# Set task
In the material below, rewrite every line of the part that opens with the line containing "If you could mark the asphalt" and runs through the end of the material, both ends included. Add 49 to each coordinate in the answers and leave the pictures out.

──────

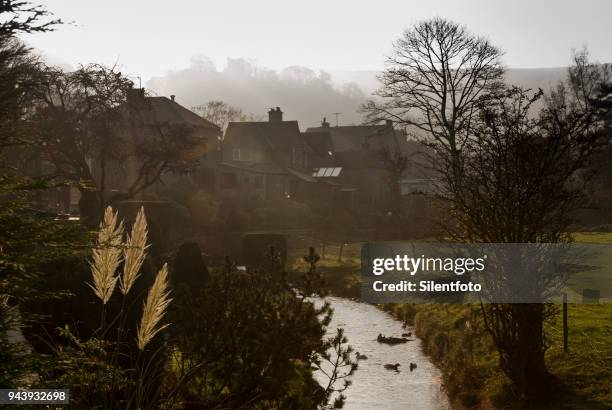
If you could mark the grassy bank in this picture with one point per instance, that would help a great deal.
(455, 338)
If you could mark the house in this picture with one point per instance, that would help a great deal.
(270, 160)
(357, 162)
(152, 128)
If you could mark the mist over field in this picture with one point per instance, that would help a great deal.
(304, 94)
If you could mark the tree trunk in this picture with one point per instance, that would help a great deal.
(89, 207)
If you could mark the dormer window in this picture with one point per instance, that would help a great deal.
(242, 154)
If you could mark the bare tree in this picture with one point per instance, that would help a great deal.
(23, 17)
(221, 114)
(86, 125)
(434, 80)
(523, 176)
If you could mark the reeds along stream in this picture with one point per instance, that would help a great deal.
(377, 387)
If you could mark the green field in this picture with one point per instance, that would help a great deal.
(469, 361)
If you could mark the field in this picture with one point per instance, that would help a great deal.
(469, 360)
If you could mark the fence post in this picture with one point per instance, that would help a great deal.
(565, 349)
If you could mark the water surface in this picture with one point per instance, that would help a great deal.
(375, 387)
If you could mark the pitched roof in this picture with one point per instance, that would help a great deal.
(353, 137)
(257, 167)
(278, 136)
(319, 142)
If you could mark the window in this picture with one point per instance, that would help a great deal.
(230, 181)
(258, 181)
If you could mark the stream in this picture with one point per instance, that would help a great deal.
(373, 386)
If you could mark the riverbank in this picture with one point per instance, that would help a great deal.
(455, 339)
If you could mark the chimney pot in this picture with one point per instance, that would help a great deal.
(275, 115)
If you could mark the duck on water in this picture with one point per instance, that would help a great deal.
(390, 340)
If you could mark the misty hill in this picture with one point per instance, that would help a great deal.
(302, 93)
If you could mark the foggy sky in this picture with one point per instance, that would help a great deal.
(149, 38)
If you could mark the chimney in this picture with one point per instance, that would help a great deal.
(275, 115)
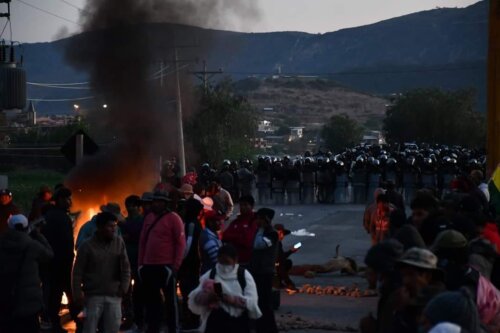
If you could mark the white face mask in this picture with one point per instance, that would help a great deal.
(224, 269)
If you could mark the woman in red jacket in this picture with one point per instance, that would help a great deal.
(241, 232)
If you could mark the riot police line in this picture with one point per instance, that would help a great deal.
(349, 177)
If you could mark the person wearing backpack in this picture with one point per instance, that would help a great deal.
(20, 293)
(226, 298)
(161, 251)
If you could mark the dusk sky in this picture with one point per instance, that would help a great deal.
(315, 16)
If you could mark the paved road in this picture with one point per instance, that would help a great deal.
(332, 226)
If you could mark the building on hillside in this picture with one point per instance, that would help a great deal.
(296, 133)
(373, 138)
(265, 126)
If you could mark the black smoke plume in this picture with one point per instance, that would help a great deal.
(120, 51)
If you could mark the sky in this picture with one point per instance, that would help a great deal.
(314, 16)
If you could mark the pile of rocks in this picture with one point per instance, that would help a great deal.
(352, 291)
(288, 322)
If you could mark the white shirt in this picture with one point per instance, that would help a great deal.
(230, 286)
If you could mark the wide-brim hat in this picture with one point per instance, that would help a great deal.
(449, 239)
(419, 258)
(161, 196)
(186, 189)
(113, 208)
(5, 191)
(266, 213)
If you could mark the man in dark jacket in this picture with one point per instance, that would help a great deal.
(133, 307)
(284, 264)
(59, 233)
(101, 276)
(7, 209)
(189, 273)
(394, 197)
(20, 292)
(262, 266)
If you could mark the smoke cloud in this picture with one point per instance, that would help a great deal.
(121, 50)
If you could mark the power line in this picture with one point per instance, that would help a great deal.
(60, 99)
(59, 84)
(3, 30)
(47, 12)
(72, 5)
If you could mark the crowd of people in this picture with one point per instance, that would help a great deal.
(185, 239)
(437, 270)
(123, 273)
(347, 177)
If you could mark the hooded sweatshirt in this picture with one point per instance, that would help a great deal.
(230, 286)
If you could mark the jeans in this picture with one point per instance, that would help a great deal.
(107, 307)
(157, 278)
(266, 323)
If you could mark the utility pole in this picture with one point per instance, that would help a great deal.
(180, 129)
(161, 74)
(205, 75)
(493, 145)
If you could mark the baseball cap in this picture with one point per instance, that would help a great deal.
(281, 227)
(161, 196)
(113, 208)
(420, 258)
(5, 192)
(18, 219)
(147, 197)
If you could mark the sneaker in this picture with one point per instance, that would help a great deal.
(127, 324)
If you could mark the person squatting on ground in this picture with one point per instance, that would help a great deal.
(226, 298)
(59, 232)
(262, 267)
(101, 276)
(284, 265)
(20, 293)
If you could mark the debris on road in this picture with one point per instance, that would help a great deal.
(353, 291)
(288, 322)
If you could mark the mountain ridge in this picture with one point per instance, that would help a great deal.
(443, 48)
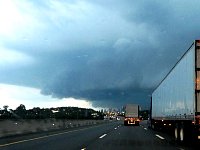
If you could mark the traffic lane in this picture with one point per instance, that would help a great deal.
(75, 139)
(131, 137)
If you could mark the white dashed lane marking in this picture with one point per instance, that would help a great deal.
(102, 136)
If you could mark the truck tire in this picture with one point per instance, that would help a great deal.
(176, 132)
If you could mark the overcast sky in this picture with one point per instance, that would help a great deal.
(99, 53)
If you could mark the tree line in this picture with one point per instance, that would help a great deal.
(58, 113)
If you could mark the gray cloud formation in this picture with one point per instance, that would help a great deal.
(109, 52)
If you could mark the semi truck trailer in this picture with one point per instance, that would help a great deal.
(175, 102)
(131, 114)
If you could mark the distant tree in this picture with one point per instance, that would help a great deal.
(5, 107)
(21, 111)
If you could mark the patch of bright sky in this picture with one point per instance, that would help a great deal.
(13, 96)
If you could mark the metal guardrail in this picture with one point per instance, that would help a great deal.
(16, 127)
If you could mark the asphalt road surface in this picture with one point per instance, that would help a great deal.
(110, 136)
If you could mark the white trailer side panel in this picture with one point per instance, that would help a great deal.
(175, 96)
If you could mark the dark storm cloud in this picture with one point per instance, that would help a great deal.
(109, 53)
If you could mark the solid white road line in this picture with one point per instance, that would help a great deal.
(41, 137)
(102, 136)
(160, 137)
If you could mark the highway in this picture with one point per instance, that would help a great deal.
(110, 136)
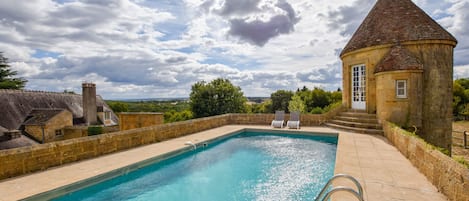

──────

# Output of the task
If you could mark the asphalt road surface in this picture with one point per instance, that would help a great deal.
(159, 185)
If you could mark the white trailer side panel in this picture with one point per instance, that would help a great deal.
(224, 145)
If you could mark the dark storm cloud in this picture with one point per instance, that would help a great deal.
(158, 102)
If you could mark the solid white road line in this picture with one point per instance, that would help a great deal.
(90, 186)
(151, 185)
(209, 186)
If you could mark the highway in this picture with one point per instance, that would help a great deal.
(159, 185)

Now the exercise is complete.